### Records for the task
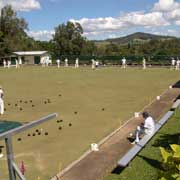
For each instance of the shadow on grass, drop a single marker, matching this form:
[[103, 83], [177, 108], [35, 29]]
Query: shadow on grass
[[117, 170], [154, 163], [166, 139]]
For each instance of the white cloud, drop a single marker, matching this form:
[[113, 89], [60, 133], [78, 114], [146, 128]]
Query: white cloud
[[166, 5], [21, 5], [127, 20], [164, 13], [42, 35]]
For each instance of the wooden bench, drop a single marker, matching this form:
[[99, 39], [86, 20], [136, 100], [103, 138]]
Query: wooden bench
[[125, 160]]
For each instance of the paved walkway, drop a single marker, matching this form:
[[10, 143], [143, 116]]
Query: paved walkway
[[97, 164]]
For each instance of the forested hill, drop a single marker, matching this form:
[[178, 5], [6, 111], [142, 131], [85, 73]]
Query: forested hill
[[136, 37]]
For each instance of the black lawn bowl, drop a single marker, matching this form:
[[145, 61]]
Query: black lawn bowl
[[176, 85]]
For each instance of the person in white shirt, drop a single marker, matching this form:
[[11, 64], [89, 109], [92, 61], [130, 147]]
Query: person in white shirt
[[20, 62], [123, 63], [144, 63], [9, 63], [147, 128], [66, 62], [173, 63], [47, 61], [17, 64], [1, 101], [4, 63], [177, 64], [58, 62], [76, 63], [93, 64], [97, 64]]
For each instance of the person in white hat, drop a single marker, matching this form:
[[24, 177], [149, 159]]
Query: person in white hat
[[20, 61], [17, 64], [9, 63], [123, 63], [93, 63], [66, 62], [58, 62], [4, 63], [76, 63], [173, 63], [177, 64], [148, 127], [1, 101], [144, 63]]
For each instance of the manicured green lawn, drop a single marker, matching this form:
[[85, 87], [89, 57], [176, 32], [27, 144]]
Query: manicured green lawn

### About this exercise
No pictures belong in the copy. Transcribe every entry exactly.

### Exercise response
For each instance of the shadow on grass, drop a single marker, matching this form:
[[103, 83], [177, 108], [35, 29]]
Query: shadow on grass
[[117, 170], [154, 163], [166, 139]]
For each instance of the white cloud, drop a single marker, matching this form:
[[113, 89], [60, 133], [78, 114], [146, 128]]
Query: white cloud
[[166, 5], [21, 5], [127, 20], [164, 13], [42, 35]]
For each instance of the wooden bench, drop a single marker, matching this form:
[[99, 39], [86, 20], [136, 100], [103, 138]]
Query: wooden bench
[[125, 160]]
For each instance of the paved walkway, drop a single marker, matching this form:
[[10, 143], [143, 116]]
Query: paved walkway
[[97, 164]]
For each instance of the forested hill, drop a single marker, matching this form:
[[178, 5], [6, 111], [142, 131], [85, 73]]
Query: forested hill
[[136, 37]]
For each instance of the black lawn bowl, drop a single marker, matching this form:
[[145, 61]]
Query: black lawn bowl
[[176, 85]]
For each instance of the person in white shirt, drop a single marker, matching this form:
[[11, 64], [89, 109], [92, 61], [130, 147]]
Query: person in white shirt
[[20, 62], [123, 63], [144, 63], [9, 63], [147, 128], [66, 62], [173, 63], [47, 61], [17, 64], [1, 101], [4, 63], [177, 64], [58, 62], [76, 63], [93, 64], [97, 64]]
For each instance of the person in white hat, drop a single marker, matching this form:
[[24, 177], [149, 159]]
Query: person in white hat
[[20, 61], [17, 64], [9, 63], [123, 63], [93, 63], [66, 62], [58, 62], [4, 63], [76, 63], [173, 63], [177, 64], [148, 127], [1, 101], [144, 63]]
For each instance of the manicured green lawn, drop a single marker, matching this form:
[[85, 87], [89, 57], [176, 32], [27, 144]]
Query: manicured green lawn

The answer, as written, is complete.